__Extrait__
La vallée d'Ossau :              
                 Culture et Mémoire




OCCUPATION



omment Ossau, situé à 30 kilomètres du Pont-Long, a-t-il pu s' approprier tout ce canton et établir une domination incontestable, alors qu 'il eut été facile aux populations voisines de revendiquer cette place avec plus de justice ?
Comment les Ossalois, campés au fond de leurs montagnes, se rendirent-ils maîtres du Pont-Long, si distant de leur résidence ?
L' ont-ils acheté, reçu des vicomtes du Béarn à titre de fief, ou le détiennent-ils par droit de premier occupant ?
A toutes les revendications étrangères, soutenues par la force ou portées devant la juridiction des vicomtes ou tribunaux, les Ossalois, réagissant vivement, opposèrent toujours la coutume, une possession immémoriale, le droit du premier occupant.
   C' est l' éternel argument irréfutable :

Jean lapin allégua la coutume et l' usage ;
      Ce sont, dit-il, leurs lois qui m' ont de ce logis
          Rendu maître et seigneur, et qui, de père en fils,
         L' ont de Pierre à Sinon, puis à moi Jean transmis.

Enregistrements issus d'une collecte de données:
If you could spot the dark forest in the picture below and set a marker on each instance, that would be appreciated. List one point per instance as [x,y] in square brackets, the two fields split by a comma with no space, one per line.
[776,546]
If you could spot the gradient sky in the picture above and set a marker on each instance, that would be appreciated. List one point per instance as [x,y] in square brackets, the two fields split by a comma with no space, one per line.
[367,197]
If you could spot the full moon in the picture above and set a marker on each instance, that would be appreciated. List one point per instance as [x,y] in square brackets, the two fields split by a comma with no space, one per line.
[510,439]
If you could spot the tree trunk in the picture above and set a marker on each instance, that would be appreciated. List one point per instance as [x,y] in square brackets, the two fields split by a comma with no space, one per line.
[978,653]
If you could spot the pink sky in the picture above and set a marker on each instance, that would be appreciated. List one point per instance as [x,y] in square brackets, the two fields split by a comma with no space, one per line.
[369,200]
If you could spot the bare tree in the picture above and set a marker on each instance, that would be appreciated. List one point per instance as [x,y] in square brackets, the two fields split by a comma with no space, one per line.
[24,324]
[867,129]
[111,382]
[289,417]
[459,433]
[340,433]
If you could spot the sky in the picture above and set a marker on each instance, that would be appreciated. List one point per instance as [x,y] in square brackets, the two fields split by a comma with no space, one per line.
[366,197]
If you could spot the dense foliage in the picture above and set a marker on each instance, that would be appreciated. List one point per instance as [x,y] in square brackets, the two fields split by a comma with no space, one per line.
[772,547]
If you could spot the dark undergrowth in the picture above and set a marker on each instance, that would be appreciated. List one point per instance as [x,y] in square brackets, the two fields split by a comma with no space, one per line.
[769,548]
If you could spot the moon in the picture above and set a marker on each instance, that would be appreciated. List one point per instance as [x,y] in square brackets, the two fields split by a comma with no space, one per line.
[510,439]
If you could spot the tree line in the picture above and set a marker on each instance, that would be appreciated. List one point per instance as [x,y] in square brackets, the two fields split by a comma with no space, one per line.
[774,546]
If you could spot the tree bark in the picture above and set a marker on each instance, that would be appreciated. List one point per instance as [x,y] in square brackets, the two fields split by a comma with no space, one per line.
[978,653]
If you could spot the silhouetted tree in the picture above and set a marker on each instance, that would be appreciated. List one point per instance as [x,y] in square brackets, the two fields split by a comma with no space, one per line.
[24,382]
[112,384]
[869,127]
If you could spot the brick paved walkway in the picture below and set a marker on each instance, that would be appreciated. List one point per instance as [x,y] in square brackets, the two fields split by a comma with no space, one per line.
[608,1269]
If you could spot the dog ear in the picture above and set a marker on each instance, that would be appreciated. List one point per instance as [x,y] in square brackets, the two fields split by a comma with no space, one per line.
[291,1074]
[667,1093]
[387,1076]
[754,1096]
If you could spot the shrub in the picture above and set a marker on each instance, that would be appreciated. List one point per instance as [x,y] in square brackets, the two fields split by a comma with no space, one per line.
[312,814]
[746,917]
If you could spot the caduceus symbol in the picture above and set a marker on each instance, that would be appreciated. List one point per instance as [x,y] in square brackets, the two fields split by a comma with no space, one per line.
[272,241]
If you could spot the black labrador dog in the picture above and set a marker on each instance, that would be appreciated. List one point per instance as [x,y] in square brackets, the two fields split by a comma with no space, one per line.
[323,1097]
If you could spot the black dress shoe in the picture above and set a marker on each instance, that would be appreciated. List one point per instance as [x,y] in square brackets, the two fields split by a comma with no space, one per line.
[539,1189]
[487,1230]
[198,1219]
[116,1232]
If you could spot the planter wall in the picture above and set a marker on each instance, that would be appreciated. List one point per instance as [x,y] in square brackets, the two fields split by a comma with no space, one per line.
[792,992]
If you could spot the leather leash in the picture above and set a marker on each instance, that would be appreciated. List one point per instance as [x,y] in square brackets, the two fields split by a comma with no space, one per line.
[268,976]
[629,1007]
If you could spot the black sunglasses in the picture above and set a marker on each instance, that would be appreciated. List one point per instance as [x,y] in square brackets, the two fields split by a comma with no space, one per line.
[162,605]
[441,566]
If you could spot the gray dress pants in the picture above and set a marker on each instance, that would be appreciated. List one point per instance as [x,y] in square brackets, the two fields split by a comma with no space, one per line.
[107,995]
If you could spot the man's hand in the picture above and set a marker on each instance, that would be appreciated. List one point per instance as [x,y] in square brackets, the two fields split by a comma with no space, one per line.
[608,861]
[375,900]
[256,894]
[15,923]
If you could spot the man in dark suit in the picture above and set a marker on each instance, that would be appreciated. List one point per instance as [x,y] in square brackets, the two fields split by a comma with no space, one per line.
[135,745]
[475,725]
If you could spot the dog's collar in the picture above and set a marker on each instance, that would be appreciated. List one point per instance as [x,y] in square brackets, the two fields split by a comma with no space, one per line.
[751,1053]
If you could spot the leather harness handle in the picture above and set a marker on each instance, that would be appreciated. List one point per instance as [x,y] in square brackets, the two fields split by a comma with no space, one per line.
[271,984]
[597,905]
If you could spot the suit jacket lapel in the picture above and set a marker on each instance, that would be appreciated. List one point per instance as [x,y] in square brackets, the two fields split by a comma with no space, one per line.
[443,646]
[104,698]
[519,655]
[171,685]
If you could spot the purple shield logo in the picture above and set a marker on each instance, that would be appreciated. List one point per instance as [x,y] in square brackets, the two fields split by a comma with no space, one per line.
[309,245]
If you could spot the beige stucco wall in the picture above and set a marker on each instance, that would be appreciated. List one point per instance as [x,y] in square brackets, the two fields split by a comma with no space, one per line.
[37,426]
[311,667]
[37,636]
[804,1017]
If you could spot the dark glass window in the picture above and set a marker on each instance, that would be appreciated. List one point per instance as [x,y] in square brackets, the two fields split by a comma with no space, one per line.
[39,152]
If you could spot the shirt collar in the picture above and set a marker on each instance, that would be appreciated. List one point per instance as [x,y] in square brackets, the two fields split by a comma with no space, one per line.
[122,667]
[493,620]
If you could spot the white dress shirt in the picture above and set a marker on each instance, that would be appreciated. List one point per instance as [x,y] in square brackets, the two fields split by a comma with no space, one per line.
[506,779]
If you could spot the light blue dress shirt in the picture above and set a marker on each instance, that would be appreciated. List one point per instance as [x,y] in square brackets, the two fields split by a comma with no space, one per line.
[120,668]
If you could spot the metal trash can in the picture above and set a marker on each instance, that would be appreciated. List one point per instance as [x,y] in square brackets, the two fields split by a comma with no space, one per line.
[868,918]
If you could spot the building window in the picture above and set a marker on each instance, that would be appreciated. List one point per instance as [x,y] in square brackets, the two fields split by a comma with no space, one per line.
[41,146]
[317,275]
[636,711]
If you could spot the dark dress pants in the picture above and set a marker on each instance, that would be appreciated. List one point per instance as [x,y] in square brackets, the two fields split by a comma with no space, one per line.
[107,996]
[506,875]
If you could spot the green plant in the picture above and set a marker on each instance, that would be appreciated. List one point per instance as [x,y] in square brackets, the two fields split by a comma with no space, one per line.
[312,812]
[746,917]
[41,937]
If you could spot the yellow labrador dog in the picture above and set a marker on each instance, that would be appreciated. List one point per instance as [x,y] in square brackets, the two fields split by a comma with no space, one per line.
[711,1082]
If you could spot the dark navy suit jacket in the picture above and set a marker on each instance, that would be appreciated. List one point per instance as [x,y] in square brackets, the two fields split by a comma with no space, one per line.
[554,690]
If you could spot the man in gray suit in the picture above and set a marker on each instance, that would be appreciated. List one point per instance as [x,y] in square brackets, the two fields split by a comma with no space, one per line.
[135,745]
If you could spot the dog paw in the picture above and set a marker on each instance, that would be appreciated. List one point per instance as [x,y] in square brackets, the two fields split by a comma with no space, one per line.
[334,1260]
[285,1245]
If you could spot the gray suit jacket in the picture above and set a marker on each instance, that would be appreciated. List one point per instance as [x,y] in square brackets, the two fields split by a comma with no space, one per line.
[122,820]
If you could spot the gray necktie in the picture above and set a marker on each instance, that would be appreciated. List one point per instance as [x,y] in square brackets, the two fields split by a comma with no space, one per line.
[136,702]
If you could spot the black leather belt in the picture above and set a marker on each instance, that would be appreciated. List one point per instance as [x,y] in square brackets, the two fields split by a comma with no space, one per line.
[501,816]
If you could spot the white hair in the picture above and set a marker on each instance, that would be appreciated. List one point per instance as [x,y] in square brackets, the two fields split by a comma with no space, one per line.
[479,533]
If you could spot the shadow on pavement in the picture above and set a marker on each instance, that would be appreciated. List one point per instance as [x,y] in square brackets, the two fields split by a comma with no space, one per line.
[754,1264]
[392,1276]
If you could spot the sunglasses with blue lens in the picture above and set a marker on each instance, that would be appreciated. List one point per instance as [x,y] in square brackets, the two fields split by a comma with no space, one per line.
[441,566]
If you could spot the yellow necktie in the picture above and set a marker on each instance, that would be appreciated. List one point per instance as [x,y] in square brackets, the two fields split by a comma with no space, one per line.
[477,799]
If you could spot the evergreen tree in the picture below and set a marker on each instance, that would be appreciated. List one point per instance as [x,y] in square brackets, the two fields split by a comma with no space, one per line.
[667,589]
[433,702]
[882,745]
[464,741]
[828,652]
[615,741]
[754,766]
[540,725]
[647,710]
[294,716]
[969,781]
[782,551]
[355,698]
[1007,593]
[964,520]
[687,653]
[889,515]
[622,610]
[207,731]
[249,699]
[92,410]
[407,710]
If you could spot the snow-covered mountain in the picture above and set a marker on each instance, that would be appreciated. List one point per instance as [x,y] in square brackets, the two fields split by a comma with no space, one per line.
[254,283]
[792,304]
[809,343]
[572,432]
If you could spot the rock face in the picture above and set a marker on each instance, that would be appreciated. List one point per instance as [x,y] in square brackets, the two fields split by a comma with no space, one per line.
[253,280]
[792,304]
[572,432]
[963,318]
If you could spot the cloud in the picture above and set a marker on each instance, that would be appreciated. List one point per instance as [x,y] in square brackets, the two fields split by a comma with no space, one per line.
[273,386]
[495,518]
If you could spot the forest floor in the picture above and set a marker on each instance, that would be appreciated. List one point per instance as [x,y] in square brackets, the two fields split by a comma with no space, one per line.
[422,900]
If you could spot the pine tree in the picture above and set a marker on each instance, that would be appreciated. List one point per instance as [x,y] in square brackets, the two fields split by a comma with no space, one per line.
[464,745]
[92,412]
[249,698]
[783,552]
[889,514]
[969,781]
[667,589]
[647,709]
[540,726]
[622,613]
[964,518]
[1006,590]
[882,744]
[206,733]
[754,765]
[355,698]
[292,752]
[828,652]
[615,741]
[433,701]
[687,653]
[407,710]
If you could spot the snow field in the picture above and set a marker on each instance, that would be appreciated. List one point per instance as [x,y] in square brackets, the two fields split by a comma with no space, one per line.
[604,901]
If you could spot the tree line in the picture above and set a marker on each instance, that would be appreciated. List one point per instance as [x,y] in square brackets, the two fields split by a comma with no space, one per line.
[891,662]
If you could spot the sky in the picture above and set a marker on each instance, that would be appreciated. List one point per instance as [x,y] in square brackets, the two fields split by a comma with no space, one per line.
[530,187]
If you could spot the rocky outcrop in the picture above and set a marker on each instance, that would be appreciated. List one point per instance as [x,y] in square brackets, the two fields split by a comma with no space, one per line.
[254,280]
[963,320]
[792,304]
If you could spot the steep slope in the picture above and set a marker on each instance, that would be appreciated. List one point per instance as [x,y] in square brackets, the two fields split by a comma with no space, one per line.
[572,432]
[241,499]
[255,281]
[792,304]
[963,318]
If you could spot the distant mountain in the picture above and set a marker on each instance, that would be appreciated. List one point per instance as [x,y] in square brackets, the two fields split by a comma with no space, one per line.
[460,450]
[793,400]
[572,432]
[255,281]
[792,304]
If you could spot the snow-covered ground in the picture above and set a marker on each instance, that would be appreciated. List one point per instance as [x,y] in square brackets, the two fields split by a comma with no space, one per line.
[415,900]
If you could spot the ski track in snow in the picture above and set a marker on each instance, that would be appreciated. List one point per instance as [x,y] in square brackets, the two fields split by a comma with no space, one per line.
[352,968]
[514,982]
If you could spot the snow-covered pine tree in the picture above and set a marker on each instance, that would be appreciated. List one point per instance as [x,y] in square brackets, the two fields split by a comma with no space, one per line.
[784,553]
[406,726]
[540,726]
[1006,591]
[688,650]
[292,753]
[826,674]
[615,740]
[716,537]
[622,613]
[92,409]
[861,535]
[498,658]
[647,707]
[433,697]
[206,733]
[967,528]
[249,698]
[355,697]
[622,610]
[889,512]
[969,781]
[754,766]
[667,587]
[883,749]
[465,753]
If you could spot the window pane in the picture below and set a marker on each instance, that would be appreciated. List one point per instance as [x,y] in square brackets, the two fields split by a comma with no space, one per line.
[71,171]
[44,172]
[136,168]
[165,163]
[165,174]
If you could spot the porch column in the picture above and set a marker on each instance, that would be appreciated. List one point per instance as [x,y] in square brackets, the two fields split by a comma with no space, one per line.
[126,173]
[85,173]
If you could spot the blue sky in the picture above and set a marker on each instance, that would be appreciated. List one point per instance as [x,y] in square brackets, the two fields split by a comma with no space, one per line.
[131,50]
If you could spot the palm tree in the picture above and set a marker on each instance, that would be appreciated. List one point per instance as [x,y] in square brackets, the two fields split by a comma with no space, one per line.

__Exercices__
• a. D'après l'extrait, à quelle distance du Pont-Long Ossau se trouve-t-il ?
• b. Mettez à jour un passage de l'extrait en remplaçant « Pierre » par « Paul ». Commencez aux mots « Jean lapin allégua » et arrêtez-vous après « moi Jean transmis. ».
Ces enregistrements ont une autre origine que l'extrait.

__Corrigés__
• a. À 30 kilomètres.

• b.
Jean lapin allégua la coutume et l' usage ;
      Ce sont, dit-il, leurs lois qui m' ont de ce logis
          Rendu maître et seigneur, et qui, de père en fils,
         L' ont de Paul à Sinon, puis à moi Jean transmis.